__WORK REQUEST A__:
Please list the meanings that the passage on pendency says courts have given the phrase "then current placement."
__WORK REQUEST B__:
Continue the passage on pendency from its final sentence.
PASSAGE Start Marker
Under the IDEA, the pendency inquiry focuses on identifying the student's then current educational placement (Mackey, 386 F.3d at 163, citing Zvi D., 694 F.2d at 906). Although not defined by statute, the phrase "then current placement" has been found to mean either: (1) the placement described in the student's most recently implemented IEP; (2) the operative placement actually functioning at the time when the due process proceeding was commenced; or (3) the placement at the time of the previously implemented IEP (Dervishi v. Stamford Bd. of Educ., 653 Fed. App'x 55, 57-58 [2d Cir. June 27, 2016], quoting Mackey, 386 F.3d at 163; T.M., 752 F.3d at 170-71 [holding that the pendency provision "requires a school district to continue funding whatever educational placement was last agreed upon for the child"]; see Doe v. E. Lyme Bd. of Educ., 790 F.3d 440, 452 [2d Cir. 2015] [holding that a student's entitlement to stay-put arises when a due process complaint notice is filed]; Susquenita Sch. Dist. v. Raelee, 96 F.3d 78, 83 [3d Cir. 1996]; Letter to Baugh, 211 IDELR 481 [OSEP 1987]). Furthermore, the Second Circuit has stated that educational placement means "the general type of educational program in which the child is placed" (Concerned Parents, 629 F.2d at 753, 756), and that "the pendency provision does not guarantee a disabled child the right to remain in the exact same school with the exact same service providers" (T.M., 752 F.3d at 171). However, if there is an agreement between the parties on the student's educational placement during the due process proceedings, it need not be reduced to a new IEP, and the agreement can supersede the prior unchallenged IEP as the student's then-current educational placement (see Bd. of Educ. of Pawling Cent. Sch. Dist. v. Schutz, 290 F.3d 476, 483-84 [2d Cir. 2002]; Evans, 921 F. Supp. at 1189 n.3; Murphy v. Arlington Cent. Sch. Dist. Bd. of Educ., 86 F. Supp. 2d 354, 366 [S.D.N.Y. 2000], aff'd, 297 F.3d 195 [2d Cir. 2002]; see also Letter to Hampden, 49 IDELR 197 [OSEP 2007]). Moreover, a prior unappealed IHO decision may establish a student's current educational placement for purposes of pendency (Student X, 2008 WL 4890440, at *23; Letter to Hampden, 49 IDELR 197 [OSEP 2007]).
PASSAGE End Marker
ENTRIES PROVIDED Start Marker
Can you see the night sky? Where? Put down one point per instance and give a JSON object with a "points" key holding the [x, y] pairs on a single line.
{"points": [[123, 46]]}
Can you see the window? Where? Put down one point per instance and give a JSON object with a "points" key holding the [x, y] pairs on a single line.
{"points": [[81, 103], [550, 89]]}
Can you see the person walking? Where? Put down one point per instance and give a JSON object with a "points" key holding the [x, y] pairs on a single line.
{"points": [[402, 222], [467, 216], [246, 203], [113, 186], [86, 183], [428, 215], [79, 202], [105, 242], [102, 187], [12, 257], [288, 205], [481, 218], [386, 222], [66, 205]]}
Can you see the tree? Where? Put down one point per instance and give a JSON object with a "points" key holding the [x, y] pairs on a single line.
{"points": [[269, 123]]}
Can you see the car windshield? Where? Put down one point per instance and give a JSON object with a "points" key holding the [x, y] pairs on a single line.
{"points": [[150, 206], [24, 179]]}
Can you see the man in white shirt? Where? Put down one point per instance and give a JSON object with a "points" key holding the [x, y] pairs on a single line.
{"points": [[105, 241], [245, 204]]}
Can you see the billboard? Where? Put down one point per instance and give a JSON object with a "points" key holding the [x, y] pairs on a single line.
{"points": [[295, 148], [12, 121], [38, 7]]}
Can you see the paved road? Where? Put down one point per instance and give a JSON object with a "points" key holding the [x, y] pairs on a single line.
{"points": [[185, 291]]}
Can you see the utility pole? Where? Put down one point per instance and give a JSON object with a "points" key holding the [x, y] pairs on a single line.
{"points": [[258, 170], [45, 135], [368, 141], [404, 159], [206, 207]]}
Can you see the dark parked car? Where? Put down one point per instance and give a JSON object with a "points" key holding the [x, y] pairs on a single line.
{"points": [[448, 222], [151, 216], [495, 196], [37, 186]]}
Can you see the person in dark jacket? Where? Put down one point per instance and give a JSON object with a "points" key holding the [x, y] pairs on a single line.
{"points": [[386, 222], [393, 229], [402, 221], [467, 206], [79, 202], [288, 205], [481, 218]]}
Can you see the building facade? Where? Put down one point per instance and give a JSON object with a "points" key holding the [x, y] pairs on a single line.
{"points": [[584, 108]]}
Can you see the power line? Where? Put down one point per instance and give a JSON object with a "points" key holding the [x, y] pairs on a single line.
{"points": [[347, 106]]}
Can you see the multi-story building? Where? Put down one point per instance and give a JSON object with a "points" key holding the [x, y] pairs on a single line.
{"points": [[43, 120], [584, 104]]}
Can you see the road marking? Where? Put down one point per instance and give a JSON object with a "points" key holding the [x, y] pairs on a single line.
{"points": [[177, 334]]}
ENTRIES PROVIDED End Marker
ENTRIES PROVIDED Start Marker
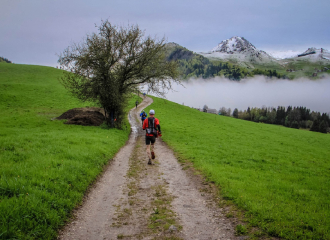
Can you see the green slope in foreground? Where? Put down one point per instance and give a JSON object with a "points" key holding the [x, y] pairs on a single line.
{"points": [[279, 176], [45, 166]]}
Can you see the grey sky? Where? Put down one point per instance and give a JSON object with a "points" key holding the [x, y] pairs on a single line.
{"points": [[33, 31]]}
ENTRIES PROVIDED End Marker
ENTRIES PROVIDED Start Marker
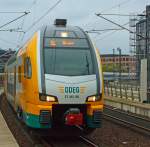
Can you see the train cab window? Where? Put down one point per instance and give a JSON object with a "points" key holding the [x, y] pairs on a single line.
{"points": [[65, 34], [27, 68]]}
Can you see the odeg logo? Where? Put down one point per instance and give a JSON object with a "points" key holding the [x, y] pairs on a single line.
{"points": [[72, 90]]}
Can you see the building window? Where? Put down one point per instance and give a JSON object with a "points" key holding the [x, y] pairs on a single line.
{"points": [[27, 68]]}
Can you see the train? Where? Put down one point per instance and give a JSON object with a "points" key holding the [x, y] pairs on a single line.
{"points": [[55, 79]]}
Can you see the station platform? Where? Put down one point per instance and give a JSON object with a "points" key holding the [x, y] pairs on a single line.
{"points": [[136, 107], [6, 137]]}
ENTRIES PROVIDED End Marker
__ANSWER A__:
1. The placement described in the student's most recently implemented IEP.
2. The operative placement actually functioning at the time when the due process proceeding was commenced.
3. The placement at the time of the previously implemented IEP.

__ANSWER B__:
VI. Discussion
A. IHO Bias and Request for Recusal
The parents contend that the IHO cannot be fair and impartial. They assert that the IHO should have recused herself, and should hereinafter be ordered recused from this matter, because the IHO has "gone to great lengths to deny [the student] pendency at iBrain" and has created "new, albeit invalid, law for the explicit purpose of erecting her own personal legal hurdle" for parents and has denied pendency at iBrain for students in other matters.
It is well settled that an IHO must be fair and impartial and must avoid even the appearance of impropriety or prejudice (see, e.g., Application of a Student with a Disability, Appeal No. 12-066). Moreover, an IHO, like a judge, must be patient, dignified, and courteous in dealings with litigants and others with whom the IHO interacts in an official capacity and must perform all duties without bias or prejudice against or in favor of any person, according each party the right to be heard, and shall not, by words or conduct, manifest bias or prejudice (e.g., Application of a Student with a Disability, Appeal No. 12-064). An IHO may not be an employee of the district that is involved in the education or care of the child, may not have any personal or professional interest that conflicts with the IHO's objectivity, must be knowledgeable of the provisions of the IDEA and State and federal regulations and the legal interpretations of the IDEA and its implementing regulations, and must possess the knowledge and ability to conduct hearings and render and write decisions in accordance with appropriate, standard legal practice (20 U.S.C. § 1415[f][3][A]; 34 CFR 300.511[c][1]; 8 NYCRR 200.1[x]).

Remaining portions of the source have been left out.